Problem requirements ▸
Copy out the material below, swapping "much appreciated" for "a big help" wherever it occurs and leaving everything else as it is.

-- BEGIN Stored records --

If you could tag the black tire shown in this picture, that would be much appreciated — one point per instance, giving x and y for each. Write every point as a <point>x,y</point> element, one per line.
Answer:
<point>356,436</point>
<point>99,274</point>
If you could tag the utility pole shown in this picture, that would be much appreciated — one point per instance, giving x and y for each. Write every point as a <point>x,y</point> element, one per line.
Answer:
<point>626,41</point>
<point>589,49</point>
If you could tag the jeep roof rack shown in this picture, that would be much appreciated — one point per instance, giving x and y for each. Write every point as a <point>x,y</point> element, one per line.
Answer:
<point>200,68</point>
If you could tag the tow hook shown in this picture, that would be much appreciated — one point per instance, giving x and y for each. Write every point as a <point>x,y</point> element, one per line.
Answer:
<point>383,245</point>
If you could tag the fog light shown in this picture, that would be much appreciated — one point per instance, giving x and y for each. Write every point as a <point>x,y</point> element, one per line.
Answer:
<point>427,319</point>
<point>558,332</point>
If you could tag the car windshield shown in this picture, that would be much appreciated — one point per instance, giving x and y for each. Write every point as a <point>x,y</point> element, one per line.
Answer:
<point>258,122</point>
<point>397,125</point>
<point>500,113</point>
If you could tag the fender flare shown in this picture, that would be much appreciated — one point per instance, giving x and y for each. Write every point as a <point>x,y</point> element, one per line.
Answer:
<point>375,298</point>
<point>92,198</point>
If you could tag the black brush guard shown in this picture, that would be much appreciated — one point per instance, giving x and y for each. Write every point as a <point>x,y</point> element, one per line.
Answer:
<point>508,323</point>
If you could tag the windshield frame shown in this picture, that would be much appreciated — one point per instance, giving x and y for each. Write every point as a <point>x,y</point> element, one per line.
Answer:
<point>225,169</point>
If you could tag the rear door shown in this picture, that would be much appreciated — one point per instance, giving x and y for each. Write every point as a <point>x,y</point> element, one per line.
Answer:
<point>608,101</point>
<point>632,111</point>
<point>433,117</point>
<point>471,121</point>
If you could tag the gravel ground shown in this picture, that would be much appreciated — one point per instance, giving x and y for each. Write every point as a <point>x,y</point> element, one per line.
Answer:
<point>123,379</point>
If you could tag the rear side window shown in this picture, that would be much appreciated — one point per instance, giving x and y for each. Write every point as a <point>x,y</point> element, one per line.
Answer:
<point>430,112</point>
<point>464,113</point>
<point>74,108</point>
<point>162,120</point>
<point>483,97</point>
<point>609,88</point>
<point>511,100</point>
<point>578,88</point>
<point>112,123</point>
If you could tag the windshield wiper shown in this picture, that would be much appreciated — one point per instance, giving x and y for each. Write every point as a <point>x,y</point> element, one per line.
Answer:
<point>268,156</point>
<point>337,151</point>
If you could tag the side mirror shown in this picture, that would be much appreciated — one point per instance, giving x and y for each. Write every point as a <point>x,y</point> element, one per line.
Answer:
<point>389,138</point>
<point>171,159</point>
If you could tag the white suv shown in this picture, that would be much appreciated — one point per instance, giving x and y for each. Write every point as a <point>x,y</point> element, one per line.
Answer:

-- END Stored records --

Correct response ▸
If you could tag the black tire shown in this picture, that would be a big help — one point per instance, giving x and y for each. Write every point as a <point>x,y</point> element, one per line.
Answer:
<point>356,436</point>
<point>99,274</point>
If you could tag the utility pole shown in this picture, that would be a big help — one point per instance, giving x and y for each. Write every point as a <point>x,y</point> element, one per line.
Answer:
<point>626,41</point>
<point>589,49</point>
If you could tag the jeep roof rack shown in this picture, that would be a big help — one point per instance, giving x and y for each. Write every point as a <point>x,y</point> element, one per line.
Answer:
<point>200,68</point>
If you could tag the tow hook shown in this picture, that would be a big help — one point per instance, giving x and y for each. Write every point as a <point>x,y</point> element, one per line.
Answer:
<point>383,245</point>
If you could tag the fog light shown in this picture, that would be a big help — one point per instance, giving x and y for each. Write every point as a <point>x,y</point> element, one per line.
Answer:
<point>427,319</point>
<point>558,332</point>
If you could tag the car windshield shown in this picture, that would be a big help — one point per instance, giving x and y for each. Write every point as a <point>x,y</point> element, one per line.
Answer:
<point>258,122</point>
<point>397,125</point>
<point>500,113</point>
If you could tag the fender flare shown in this picture, that would be a big help — one point per instance, giving x and y for each. Write every point as a <point>x,y</point> element, one per line.
Answer:
<point>375,298</point>
<point>92,198</point>
If you could tag the black brush guard shown in this picture, that would be a big help — one point per instance, giving x and y for each. Write every point as a <point>x,y</point> element, one per line.
Answer:
<point>508,323</point>
If you could tag the windshield frame shown in this picture, that would be a big help — one point per instance, giving x and y for each. Write every point as a <point>x,y</point> element, one per line.
Answer:
<point>225,169</point>
If you could tag the rear door shown in this picture, that would be a big help — one point per instance, giving x and y for each. Write every point as a <point>x,y</point> element, one per line.
Answer:
<point>608,101</point>
<point>632,111</point>
<point>433,117</point>
<point>471,121</point>
If you could tag the gravel ground shown in this picture, that would be a big help — one point per instance, giving x and y for each. Write every point as a <point>x,y</point> element, one per line.
Answer:
<point>123,379</point>
If you could tag the rear side window shown in this picture, that would be a big help — one point per instance, giving x and y for each. Write every point as a <point>x,y</point> element, one per line.
Answer:
<point>430,112</point>
<point>464,113</point>
<point>74,108</point>
<point>162,120</point>
<point>483,97</point>
<point>609,88</point>
<point>511,100</point>
<point>578,88</point>
<point>112,123</point>
If you could tag the windshield wiper shown in this picture, that would be a big help — one point per instance, giving x and y for each. Write every point as a <point>x,y</point> element, one per line.
Answer:
<point>268,156</point>
<point>337,151</point>
If you could tag the side mirror shown in this picture, that would be a big help — one point per instance, giving x and y for each. Write every point as a <point>x,y</point> element, one per line.
Answer:
<point>389,138</point>
<point>171,159</point>
If you could tag the white suv shown in this picture, that would be a big help — one point per instance, giving x and y for each. Write every point as a <point>x,y</point> element, one per line.
Answer:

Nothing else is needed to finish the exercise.